Selected text:

^^^^

The Stop-Tabac Smartphone Application for Smoking Cessation: A Randomized Controlled Trial.
Thursday, November 18, 2021
Posted by: Bailey Varey
Etter JF, Khazaal Y. The Stop-Tabac Smartphone Application for Smoking Cessation: A Randomized Controlled Trial. Addiction. 2021 Nov 5. doi: 10.1111/add.15738. Epub ahead of print. PMID: 34738687.
Aims. To test whether the Stop-Tabac smartphone application increased smoking cessation rates.
Design. A 2-arm, parallel group, individually randomized, double-blind, controlled trial.
Setting and participants. 5293 daily smokers (Stop-tabac=2639, control=2654) enrolled on app stores and on the Internet in 2019-2020, who lived in France or Switzerland.
Intervention and comparator. The Stop-tabac application includes immediate feedback during episodes of craving and withdrawal; individually-tailored counseling messages with notifications sent during 6 months; a discussion forum; fact sheets; modules on nicotine replacement therapy and e-cigarettes; and calculators of cigarettes not smoked, money saved, and days of life gained since quitting. The control application included five brief pages and calculators as above.
Measurements. Primary outcome: self-reported smoking cessation after 6 months (no puff of tobacco in the past 4 weeks), with non-responders counted as smokers. Secondary outcome: self-reported use of nicotine medications.

^^^^

Supplied information:

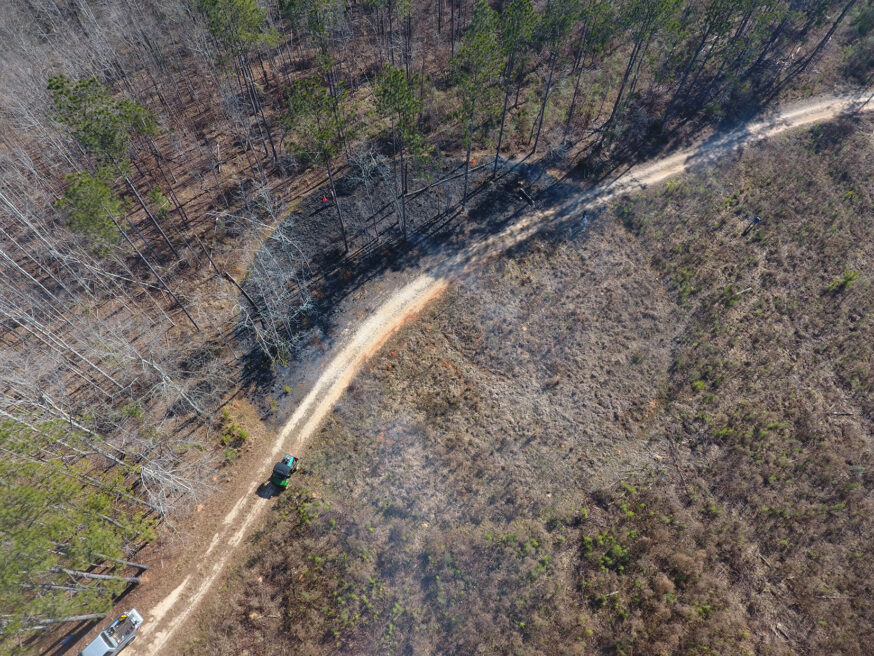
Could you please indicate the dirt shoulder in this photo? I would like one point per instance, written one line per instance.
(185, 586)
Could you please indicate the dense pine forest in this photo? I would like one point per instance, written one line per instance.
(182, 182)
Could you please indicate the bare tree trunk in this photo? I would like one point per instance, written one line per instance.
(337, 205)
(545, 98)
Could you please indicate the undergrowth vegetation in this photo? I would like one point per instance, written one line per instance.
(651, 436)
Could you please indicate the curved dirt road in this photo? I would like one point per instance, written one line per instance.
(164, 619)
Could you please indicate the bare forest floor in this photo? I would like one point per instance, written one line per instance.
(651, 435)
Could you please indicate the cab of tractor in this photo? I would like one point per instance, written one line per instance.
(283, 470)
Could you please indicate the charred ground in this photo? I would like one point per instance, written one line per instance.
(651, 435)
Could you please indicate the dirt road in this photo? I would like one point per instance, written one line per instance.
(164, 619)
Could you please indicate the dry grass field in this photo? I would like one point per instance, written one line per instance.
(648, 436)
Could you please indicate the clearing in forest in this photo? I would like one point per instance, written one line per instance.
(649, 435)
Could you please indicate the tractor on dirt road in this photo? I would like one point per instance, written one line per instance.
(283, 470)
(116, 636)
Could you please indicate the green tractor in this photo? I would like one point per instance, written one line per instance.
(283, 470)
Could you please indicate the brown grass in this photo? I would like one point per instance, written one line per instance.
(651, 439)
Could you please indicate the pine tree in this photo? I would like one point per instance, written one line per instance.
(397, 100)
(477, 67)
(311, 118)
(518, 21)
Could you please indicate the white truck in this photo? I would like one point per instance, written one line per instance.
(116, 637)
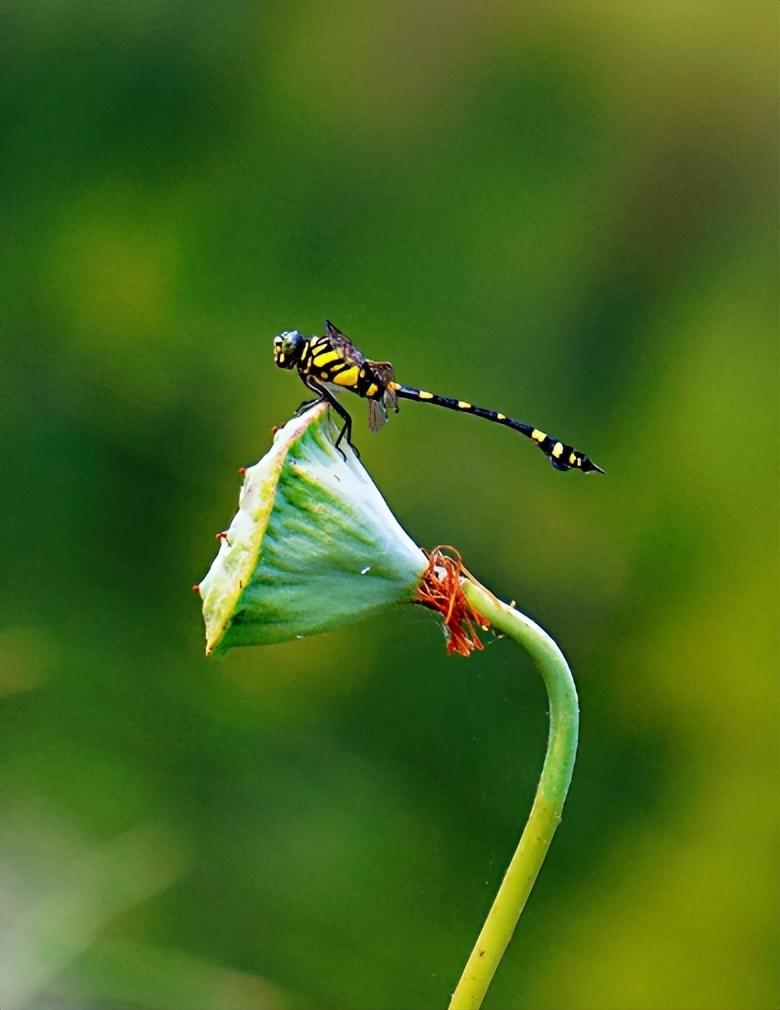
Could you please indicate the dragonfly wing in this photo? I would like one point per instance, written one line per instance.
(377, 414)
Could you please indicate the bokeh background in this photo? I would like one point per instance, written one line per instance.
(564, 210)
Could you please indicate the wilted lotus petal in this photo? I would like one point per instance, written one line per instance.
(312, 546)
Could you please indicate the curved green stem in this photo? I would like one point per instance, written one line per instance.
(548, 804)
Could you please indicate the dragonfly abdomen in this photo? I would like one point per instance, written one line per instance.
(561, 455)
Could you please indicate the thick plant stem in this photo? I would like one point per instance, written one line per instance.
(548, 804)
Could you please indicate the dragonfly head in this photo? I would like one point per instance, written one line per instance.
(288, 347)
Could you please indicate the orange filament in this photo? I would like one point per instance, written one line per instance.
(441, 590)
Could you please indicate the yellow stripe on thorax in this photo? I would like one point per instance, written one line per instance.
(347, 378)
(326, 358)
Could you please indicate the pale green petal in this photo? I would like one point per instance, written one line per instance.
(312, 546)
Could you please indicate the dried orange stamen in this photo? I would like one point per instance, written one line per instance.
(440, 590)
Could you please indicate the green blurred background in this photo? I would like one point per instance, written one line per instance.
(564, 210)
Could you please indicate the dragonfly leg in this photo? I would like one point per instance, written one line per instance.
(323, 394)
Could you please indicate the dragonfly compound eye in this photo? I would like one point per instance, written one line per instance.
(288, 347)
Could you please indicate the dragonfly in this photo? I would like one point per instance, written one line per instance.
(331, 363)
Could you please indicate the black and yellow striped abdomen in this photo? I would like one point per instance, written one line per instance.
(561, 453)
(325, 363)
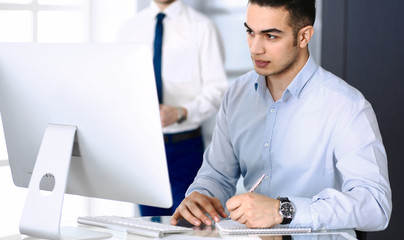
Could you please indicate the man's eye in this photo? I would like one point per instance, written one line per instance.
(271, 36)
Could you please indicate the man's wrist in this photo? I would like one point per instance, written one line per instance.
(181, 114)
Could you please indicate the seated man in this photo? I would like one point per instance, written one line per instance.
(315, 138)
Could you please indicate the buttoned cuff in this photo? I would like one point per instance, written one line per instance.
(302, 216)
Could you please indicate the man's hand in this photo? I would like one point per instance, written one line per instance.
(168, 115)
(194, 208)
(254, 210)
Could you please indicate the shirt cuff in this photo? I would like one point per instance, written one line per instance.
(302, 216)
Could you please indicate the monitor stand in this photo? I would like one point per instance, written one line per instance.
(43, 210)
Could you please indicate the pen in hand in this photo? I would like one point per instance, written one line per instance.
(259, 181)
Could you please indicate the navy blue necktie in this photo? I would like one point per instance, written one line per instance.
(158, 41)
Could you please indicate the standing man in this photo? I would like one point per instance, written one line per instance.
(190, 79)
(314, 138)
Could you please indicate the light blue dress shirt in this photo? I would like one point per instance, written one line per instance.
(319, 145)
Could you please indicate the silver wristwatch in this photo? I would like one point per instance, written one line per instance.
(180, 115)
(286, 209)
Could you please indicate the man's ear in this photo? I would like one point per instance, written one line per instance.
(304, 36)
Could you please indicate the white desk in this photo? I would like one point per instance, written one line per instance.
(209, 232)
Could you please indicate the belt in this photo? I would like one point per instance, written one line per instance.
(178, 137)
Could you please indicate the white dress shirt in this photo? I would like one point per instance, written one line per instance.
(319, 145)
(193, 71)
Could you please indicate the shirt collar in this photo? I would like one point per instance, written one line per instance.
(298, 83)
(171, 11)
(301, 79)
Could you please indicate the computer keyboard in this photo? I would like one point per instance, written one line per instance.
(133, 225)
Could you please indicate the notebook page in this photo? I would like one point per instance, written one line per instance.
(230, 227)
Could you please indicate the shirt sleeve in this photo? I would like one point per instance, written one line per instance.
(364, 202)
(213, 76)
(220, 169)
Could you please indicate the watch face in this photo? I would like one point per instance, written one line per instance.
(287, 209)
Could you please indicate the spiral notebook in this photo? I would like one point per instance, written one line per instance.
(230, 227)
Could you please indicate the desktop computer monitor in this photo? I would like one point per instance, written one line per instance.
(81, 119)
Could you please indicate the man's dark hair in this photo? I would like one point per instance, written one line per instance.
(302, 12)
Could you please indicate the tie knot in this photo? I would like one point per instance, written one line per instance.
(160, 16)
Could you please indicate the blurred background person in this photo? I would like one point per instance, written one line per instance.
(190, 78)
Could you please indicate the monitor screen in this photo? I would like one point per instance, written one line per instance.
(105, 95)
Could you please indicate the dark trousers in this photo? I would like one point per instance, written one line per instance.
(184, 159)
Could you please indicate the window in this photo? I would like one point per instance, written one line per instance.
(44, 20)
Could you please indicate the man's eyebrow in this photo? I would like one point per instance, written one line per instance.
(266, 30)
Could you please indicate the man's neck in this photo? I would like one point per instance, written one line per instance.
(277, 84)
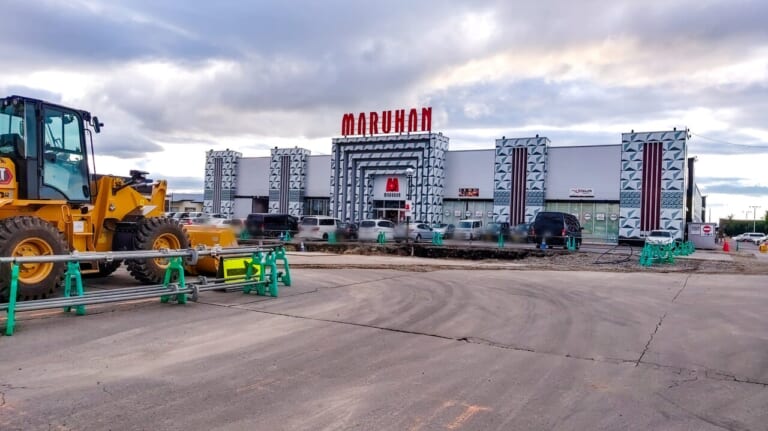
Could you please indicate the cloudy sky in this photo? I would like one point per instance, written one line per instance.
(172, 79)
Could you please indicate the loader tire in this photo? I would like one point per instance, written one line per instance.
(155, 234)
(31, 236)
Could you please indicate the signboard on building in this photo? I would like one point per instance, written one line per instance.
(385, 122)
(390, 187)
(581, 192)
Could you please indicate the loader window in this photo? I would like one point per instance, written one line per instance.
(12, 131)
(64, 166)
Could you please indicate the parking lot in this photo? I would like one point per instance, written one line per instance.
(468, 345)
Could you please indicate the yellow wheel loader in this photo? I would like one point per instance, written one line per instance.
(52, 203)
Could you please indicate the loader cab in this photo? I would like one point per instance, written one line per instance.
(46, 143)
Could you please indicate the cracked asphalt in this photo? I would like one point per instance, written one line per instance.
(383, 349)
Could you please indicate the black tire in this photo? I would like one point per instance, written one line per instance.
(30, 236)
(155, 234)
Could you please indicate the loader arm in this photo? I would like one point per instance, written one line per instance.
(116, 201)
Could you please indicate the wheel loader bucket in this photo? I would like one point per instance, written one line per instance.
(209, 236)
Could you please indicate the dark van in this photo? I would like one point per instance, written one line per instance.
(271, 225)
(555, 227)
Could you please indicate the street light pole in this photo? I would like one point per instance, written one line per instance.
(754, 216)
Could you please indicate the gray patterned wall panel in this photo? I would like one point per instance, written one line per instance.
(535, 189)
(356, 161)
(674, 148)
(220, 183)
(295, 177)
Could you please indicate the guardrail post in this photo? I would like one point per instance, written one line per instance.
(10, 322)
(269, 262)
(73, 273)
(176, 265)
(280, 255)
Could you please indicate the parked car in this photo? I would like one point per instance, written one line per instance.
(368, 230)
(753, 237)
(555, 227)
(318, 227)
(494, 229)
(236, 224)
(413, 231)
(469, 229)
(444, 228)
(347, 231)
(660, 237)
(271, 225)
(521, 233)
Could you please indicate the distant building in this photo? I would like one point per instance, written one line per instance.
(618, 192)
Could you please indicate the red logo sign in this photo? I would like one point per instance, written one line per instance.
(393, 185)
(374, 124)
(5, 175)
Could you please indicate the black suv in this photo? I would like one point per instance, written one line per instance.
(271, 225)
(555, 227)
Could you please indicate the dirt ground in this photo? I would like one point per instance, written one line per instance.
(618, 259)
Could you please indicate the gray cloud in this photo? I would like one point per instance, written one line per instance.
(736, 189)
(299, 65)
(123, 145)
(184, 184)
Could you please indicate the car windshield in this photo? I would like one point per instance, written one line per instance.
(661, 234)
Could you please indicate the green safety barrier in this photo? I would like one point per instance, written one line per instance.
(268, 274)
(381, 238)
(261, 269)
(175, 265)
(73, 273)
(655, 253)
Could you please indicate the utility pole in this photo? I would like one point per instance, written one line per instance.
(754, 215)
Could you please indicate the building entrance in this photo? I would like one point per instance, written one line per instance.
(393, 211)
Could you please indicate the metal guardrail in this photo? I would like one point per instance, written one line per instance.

^^^^

Work task: Write out the Stop-Tabac trial summary from "Aims. To test" up to and including "France or Switzerland.", word for word.

Completed task:
Aims. To test whether the Stop-Tabac smartphone application increased smoking cessation rates.
Design. A 2-arm, parallel group, individually randomized, double-blind, controlled trial.
Setting and participants. 5293 daily smokers (Stop-tabac=2639, control=2654) enrolled on app stores and on the Internet in 2019-2020, who lived in France or Switzerland.